#### DIRECTIONS FOR THIS TASK:
Copy the stretch of lines from "Question: can you spot any window somewhere" through "[3, 0, 606, 113]", changing "white textured ceiling" to "plaster ceiling" and leaving everything else untouched.

#### DATA ROWS:
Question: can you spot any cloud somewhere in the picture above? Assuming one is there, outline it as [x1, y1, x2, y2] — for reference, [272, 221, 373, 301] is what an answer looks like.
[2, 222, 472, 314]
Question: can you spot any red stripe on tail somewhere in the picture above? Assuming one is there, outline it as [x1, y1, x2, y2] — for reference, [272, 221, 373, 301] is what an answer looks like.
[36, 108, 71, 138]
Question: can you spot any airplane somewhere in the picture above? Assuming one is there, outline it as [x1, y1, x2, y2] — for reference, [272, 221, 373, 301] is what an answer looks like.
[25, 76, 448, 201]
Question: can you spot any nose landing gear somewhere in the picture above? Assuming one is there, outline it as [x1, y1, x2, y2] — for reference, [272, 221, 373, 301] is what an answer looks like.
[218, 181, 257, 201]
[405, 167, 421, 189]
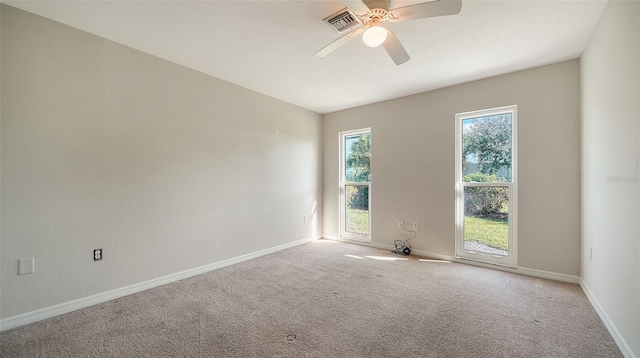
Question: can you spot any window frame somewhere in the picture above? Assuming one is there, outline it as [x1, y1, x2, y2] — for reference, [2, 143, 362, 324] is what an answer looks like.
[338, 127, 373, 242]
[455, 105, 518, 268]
---
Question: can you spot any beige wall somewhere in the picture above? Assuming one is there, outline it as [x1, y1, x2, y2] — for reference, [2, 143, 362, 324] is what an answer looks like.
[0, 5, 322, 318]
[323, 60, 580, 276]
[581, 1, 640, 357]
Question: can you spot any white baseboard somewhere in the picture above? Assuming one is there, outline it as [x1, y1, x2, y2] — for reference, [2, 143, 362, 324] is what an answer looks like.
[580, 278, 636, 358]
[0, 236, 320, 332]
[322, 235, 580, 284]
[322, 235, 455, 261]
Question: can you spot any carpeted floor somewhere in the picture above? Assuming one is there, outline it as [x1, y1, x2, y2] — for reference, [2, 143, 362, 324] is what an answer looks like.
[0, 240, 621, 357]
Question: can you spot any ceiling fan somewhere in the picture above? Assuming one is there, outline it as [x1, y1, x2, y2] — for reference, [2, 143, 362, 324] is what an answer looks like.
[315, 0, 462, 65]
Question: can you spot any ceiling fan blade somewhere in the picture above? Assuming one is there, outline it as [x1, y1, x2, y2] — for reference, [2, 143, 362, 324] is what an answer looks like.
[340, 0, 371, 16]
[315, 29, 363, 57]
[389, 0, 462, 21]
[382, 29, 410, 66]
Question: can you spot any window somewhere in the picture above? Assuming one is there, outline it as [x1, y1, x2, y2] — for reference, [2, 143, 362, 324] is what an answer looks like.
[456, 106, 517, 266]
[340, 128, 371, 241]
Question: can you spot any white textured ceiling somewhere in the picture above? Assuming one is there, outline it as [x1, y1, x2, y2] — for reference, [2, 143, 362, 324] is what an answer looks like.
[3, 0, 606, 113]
...
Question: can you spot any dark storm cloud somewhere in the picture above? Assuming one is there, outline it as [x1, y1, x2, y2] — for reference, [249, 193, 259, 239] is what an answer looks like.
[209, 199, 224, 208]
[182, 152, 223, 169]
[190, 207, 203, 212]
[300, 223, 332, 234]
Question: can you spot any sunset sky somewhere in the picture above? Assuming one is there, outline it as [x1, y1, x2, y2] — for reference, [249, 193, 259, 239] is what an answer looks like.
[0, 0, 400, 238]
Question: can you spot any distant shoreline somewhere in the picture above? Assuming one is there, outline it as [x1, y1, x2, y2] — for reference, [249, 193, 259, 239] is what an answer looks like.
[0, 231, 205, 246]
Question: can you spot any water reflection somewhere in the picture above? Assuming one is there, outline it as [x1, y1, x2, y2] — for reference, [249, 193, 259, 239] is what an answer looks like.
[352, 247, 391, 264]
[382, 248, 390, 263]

#### ANSWER TO THIS EXERCISE:
Question: can you spot any window somewhere in the picture above? Assuming one is there, outline it as [x1, y1, x2, y2] — for reference, [2, 143, 362, 324] is what an answer looks like.
[456, 106, 517, 266]
[340, 128, 371, 241]
Question: can you spot any plaster ceiling somewhere in the picture above? Assuming one is there, outline it as [x1, y1, x2, y2] — for reference, [2, 143, 362, 324] is what an answer looks like.
[3, 0, 606, 113]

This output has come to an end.